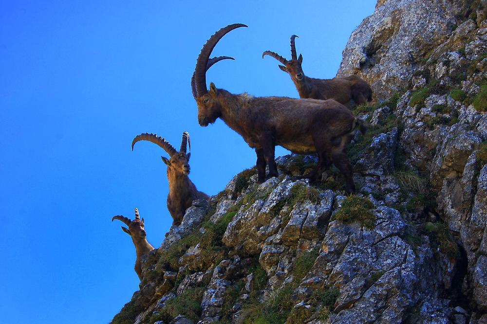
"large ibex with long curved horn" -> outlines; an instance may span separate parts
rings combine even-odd
[[[122,216],[114,216],[112,221],[118,219],[129,227],[121,226],[122,229],[132,238],[132,242],[135,247],[137,259],[135,259],[135,270],[140,281],[142,280],[142,268],[140,263],[140,258],[144,254],[154,250],[154,247],[149,243],[146,239],[147,234],[144,227],[144,218],[140,219],[139,210],[135,208],[135,219],[131,220],[127,217]]]
[[[291,78],[298,90],[300,98],[309,98],[326,100],[333,99],[341,104],[352,106],[364,104],[372,100],[372,89],[369,84],[356,75],[352,75],[343,78],[333,79],[315,79],[304,75],[301,64],[302,55],[298,57],[295,43],[296,37],[291,36],[291,60],[287,59],[277,53],[266,51],[262,54],[262,58],[266,55],[274,57],[282,65],[279,68],[289,73]],[[353,100],[353,102],[351,100]]]
[[[135,136],[132,141],[133,145],[139,141],[148,141],[162,148],[169,155],[169,160],[161,157],[168,165],[168,180],[169,182],[169,194],[168,195],[168,209],[172,216],[172,224],[178,226],[183,220],[186,209],[191,207],[193,200],[198,199],[208,199],[208,195],[198,191],[196,186],[188,177],[189,174],[189,157],[191,153],[187,154],[187,146],[191,150],[189,134],[183,133],[183,139],[179,151],[176,150],[165,139],[155,134],[141,134]]]
[[[212,51],[227,33],[241,27],[247,26],[234,24],[220,29],[206,41],[198,57],[193,77],[199,124],[207,126],[220,118],[242,135],[255,149],[259,182],[265,179],[266,165],[269,177],[278,175],[274,150],[279,145],[299,154],[317,152],[318,164],[305,177],[316,178],[333,162],[345,177],[347,191],[354,191],[346,148],[356,129],[364,132],[365,128],[363,121],[343,105],[333,100],[233,94],[217,89],[212,83],[208,91],[206,71]]]

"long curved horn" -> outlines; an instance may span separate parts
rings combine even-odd
[[[211,67],[211,66],[216,63],[217,62],[220,62],[222,60],[234,60],[235,59],[233,57],[230,57],[230,56],[217,56],[216,57],[212,57],[211,58],[208,60],[208,63],[206,64],[206,71]],[[193,96],[194,97],[194,99],[196,99],[196,84],[194,82],[194,72],[193,72],[193,76],[191,77],[191,92],[193,93]]]
[[[133,150],[133,145],[139,141],[149,141],[154,144],[157,144],[166,151],[169,154],[169,156],[171,158],[173,155],[178,152],[176,150],[176,149],[169,142],[166,140],[166,139],[163,138],[160,136],[158,136],[156,134],[149,134],[149,133],[141,134],[134,138],[133,140],[132,141],[132,151]]]
[[[294,42],[294,38],[299,36],[293,35],[291,36],[291,59],[293,60],[298,59],[298,54],[296,54],[296,44]]]
[[[211,52],[215,48],[218,41],[228,32],[241,27],[248,27],[244,24],[232,24],[224,27],[214,34],[206,41],[201,49],[201,52],[196,60],[196,67],[194,69],[194,80],[196,88],[196,95],[201,97],[208,92],[206,89],[206,67],[208,59],[211,55]]]
[[[127,218],[125,216],[122,216],[120,215],[113,216],[113,217],[112,218],[112,221],[113,221],[115,219],[120,220],[127,226],[130,226],[130,223],[132,222],[132,221],[129,218]]]
[[[191,151],[191,141],[189,140],[189,133],[187,132],[183,133],[183,139],[181,140],[181,146],[179,149],[179,152],[182,152],[186,154],[187,144],[189,144],[189,150]]]
[[[274,53],[273,52],[271,52],[270,51],[266,51],[262,54],[262,58],[263,58],[264,56],[266,55],[268,55],[269,56],[274,57],[278,61],[281,63],[282,64],[285,65],[287,64],[287,60],[281,56],[277,53]]]

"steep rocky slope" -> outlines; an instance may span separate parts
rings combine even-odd
[[[358,193],[313,156],[195,201],[113,323],[487,323],[487,20],[482,1],[381,0],[339,74],[379,99],[350,145]]]

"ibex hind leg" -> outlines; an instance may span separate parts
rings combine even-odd
[[[255,166],[257,168],[258,182],[260,183],[265,181],[265,158],[264,157],[264,150],[262,148],[256,148],[255,154],[257,155],[257,161]]]
[[[346,151],[341,148],[334,150],[332,153],[332,160],[333,164],[343,175],[345,178],[345,189],[347,193],[350,194],[355,192],[353,171],[348,156],[347,156]]]
[[[264,158],[267,165],[269,166],[268,178],[279,176],[279,173],[277,171],[277,164],[276,164],[274,160],[276,145],[273,142],[272,138],[272,135],[268,133],[265,133],[261,137]]]

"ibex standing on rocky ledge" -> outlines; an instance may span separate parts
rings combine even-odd
[[[232,94],[212,83],[208,91],[206,71],[212,51],[227,33],[241,27],[247,26],[233,24],[220,29],[198,57],[193,77],[200,125],[207,126],[220,118],[240,134],[255,149],[259,182],[265,180],[266,165],[269,177],[278,176],[274,151],[279,145],[299,154],[318,153],[318,164],[307,178],[315,178],[333,162],[345,177],[347,192],[355,191],[346,146],[356,129],[364,132],[365,128],[363,122],[343,105],[332,100]]]
[[[300,54],[298,57],[296,54],[294,41],[297,37],[296,35],[291,36],[290,61],[270,51],[262,53],[262,57],[268,55],[284,65],[279,65],[279,68],[291,75],[300,98],[323,100],[333,99],[343,105],[351,103],[352,99],[356,105],[372,101],[372,89],[370,86],[356,75],[333,79],[315,79],[305,75],[301,66],[302,55]]]
[[[193,200],[209,198],[207,195],[196,189],[196,186],[187,176],[189,174],[188,162],[191,153],[186,154],[186,146],[189,144],[189,149],[191,149],[189,134],[187,132],[183,133],[179,152],[165,139],[155,134],[147,133],[135,136],[132,141],[132,151],[133,145],[139,141],[148,141],[157,144],[169,154],[170,158],[169,160],[162,156],[161,158],[168,165],[168,180],[169,182],[168,209],[172,216],[172,224],[178,226],[183,220],[186,209],[191,207]]]
[[[154,247],[151,245],[146,239],[147,234],[144,229],[144,218],[140,219],[139,216],[139,210],[135,208],[135,219],[131,220],[124,216],[114,216],[112,218],[112,221],[118,219],[129,227],[129,228],[121,226],[122,229],[132,238],[132,242],[135,247],[135,253],[137,254],[137,259],[135,260],[135,272],[139,276],[140,281],[142,280],[142,268],[140,264],[140,257],[148,252],[154,250]]]

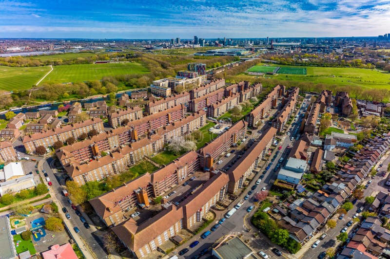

Set task
Print all of the rows above verbatim, leaving out the pictures.

Complete output
"large ibex with long curved horn" -> outlines; an instance may span separate parts
rings combine even-odd
[[[122,216],[114,216],[112,221],[118,219],[129,227],[121,226],[122,229],[132,238],[132,242],[135,247],[137,259],[135,259],[135,270],[140,281],[142,280],[142,268],[140,263],[140,258],[144,254],[154,250],[154,247],[149,243],[146,239],[147,234],[144,227],[144,218],[140,219],[139,210],[135,208],[135,219],[131,220],[127,217]]]
[[[291,78],[298,90],[300,98],[309,98],[326,100],[333,99],[341,104],[352,106],[364,104],[372,100],[372,89],[369,84],[356,75],[352,75],[343,78],[333,79],[315,79],[304,75],[301,64],[302,55],[298,57],[295,43],[296,37],[291,36],[291,60],[287,59],[277,53],[266,51],[262,54],[262,58],[266,55],[274,57],[282,65],[279,68],[289,73]],[[353,100],[353,102],[351,100]]]
[[[135,136],[132,141],[133,145],[139,141],[148,141],[162,148],[169,155],[169,160],[161,157],[168,165],[168,180],[169,182],[169,194],[168,195],[168,209],[172,216],[172,224],[178,226],[183,220],[186,209],[191,207],[193,200],[198,199],[208,199],[208,195],[198,191],[196,186],[188,177],[189,174],[189,157],[191,153],[187,154],[187,146],[191,150],[189,134],[183,133],[183,139],[179,151],[176,150],[165,139],[155,134],[141,134]]]
[[[212,51],[227,33],[241,27],[247,26],[234,24],[220,29],[206,41],[198,57],[193,77],[199,124],[207,126],[220,118],[242,135],[255,149],[259,182],[265,179],[266,165],[269,177],[278,175],[274,150],[279,145],[299,154],[317,152],[318,164],[305,177],[316,178],[333,162],[345,177],[347,191],[354,191],[346,148],[356,129],[364,132],[365,128],[363,121],[343,105],[333,100],[233,94],[217,89],[212,83],[208,91],[206,71]]]

"long curved horn" -> outlines; an instance may span separate parts
rings combine even-odd
[[[211,67],[211,66],[216,63],[217,62],[220,62],[222,60],[234,60],[235,59],[233,57],[230,57],[230,56],[217,56],[216,57],[212,57],[211,58],[208,60],[208,63],[206,64],[206,71]],[[193,96],[194,97],[194,99],[196,99],[196,84],[194,82],[194,72],[193,72],[193,76],[191,77],[191,92],[193,93]]]
[[[133,150],[133,145],[139,141],[149,141],[154,144],[157,144],[166,151],[169,154],[169,156],[171,158],[173,155],[178,152],[176,150],[176,149],[169,142],[166,140],[166,139],[163,138],[160,136],[158,136],[156,134],[149,134],[149,133],[141,134],[134,138],[133,140],[132,141],[132,151]]]
[[[294,42],[294,38],[299,36],[293,35],[291,36],[291,59],[293,60],[298,59],[298,54],[296,54],[296,44]]]
[[[211,52],[215,48],[218,41],[228,32],[241,27],[248,27],[244,24],[232,24],[224,27],[214,34],[206,41],[201,49],[201,52],[196,60],[196,67],[194,69],[194,80],[196,88],[196,95],[201,97],[208,92],[206,89],[206,67],[208,59],[211,55]]]
[[[127,218],[125,216],[122,216],[120,215],[113,216],[113,217],[112,218],[112,221],[113,221],[115,219],[120,220],[127,226],[130,226],[130,223],[132,222],[132,221],[129,218]]]
[[[191,151],[191,141],[189,140],[189,133],[187,132],[183,133],[183,139],[181,140],[181,146],[179,149],[179,152],[182,152],[186,154],[187,144],[189,144],[189,150]]]
[[[274,53],[273,52],[271,52],[270,51],[266,51],[262,54],[262,58],[263,58],[264,56],[266,55],[268,55],[269,56],[274,57],[278,61],[281,63],[282,64],[285,65],[287,64],[287,60],[281,56],[277,53]]]

"steep rocky slope" -> outlines; an instance may span separate parts
rings combine even-odd
[[[358,193],[313,156],[195,201],[113,323],[487,323],[487,20],[482,1],[381,0],[339,74],[379,99],[350,145]]]

"ibex hind leg" -> outlines; an instance may span separate parts
rings combine even-odd
[[[255,166],[257,168],[258,182],[260,183],[265,181],[265,158],[264,157],[264,150],[262,148],[256,148],[255,154],[257,155],[257,161]]]
[[[346,151],[341,148],[334,150],[332,153],[332,160],[333,164],[343,175],[345,178],[345,189],[347,193],[350,194],[355,192],[353,171],[348,156],[347,156]]]
[[[264,158],[267,165],[269,166],[268,178],[279,176],[279,173],[277,171],[277,164],[276,164],[274,160],[276,145],[273,142],[272,138],[272,135],[268,133],[265,133],[261,137]]]

"ibex standing on rocky ledge" -> outlines; an instance may span separate parts
rings combine even-odd
[[[232,94],[212,83],[208,91],[206,71],[212,51],[227,33],[241,27],[247,26],[233,24],[220,29],[198,57],[193,77],[200,125],[207,126],[220,118],[240,134],[255,149],[259,182],[265,180],[266,165],[269,177],[278,176],[274,151],[279,145],[299,154],[318,153],[318,164],[307,178],[315,178],[333,162],[345,177],[347,192],[355,191],[346,146],[356,129],[364,132],[365,128],[363,122],[343,105],[332,100]]]
[[[300,54],[298,57],[296,54],[294,41],[297,37],[296,35],[291,36],[290,61],[270,51],[262,53],[262,57],[268,55],[284,65],[279,65],[279,68],[291,75],[300,98],[323,100],[333,99],[343,105],[351,103],[352,99],[356,105],[372,101],[372,89],[370,86],[356,75],[333,79],[315,79],[305,75],[301,66],[302,55]]]
[[[193,200],[209,198],[207,195],[196,189],[196,186],[187,176],[189,174],[188,162],[191,153],[186,154],[186,146],[189,144],[189,149],[191,149],[189,134],[187,132],[183,133],[179,152],[165,139],[155,134],[147,133],[135,136],[132,141],[132,151],[133,145],[139,141],[148,141],[157,144],[169,154],[170,158],[169,160],[162,156],[161,158],[168,165],[168,180],[169,182],[168,209],[172,216],[172,224],[178,226],[183,220],[186,209],[191,207]]]
[[[154,247],[151,245],[146,239],[147,234],[144,229],[144,218],[140,219],[139,216],[139,210],[135,208],[135,219],[131,220],[124,216],[114,216],[112,218],[112,221],[118,219],[129,227],[129,228],[121,226],[122,229],[132,238],[132,242],[135,247],[135,253],[137,254],[137,259],[135,260],[135,272],[139,276],[140,281],[142,280],[142,268],[140,264],[140,257],[148,252],[154,250]]]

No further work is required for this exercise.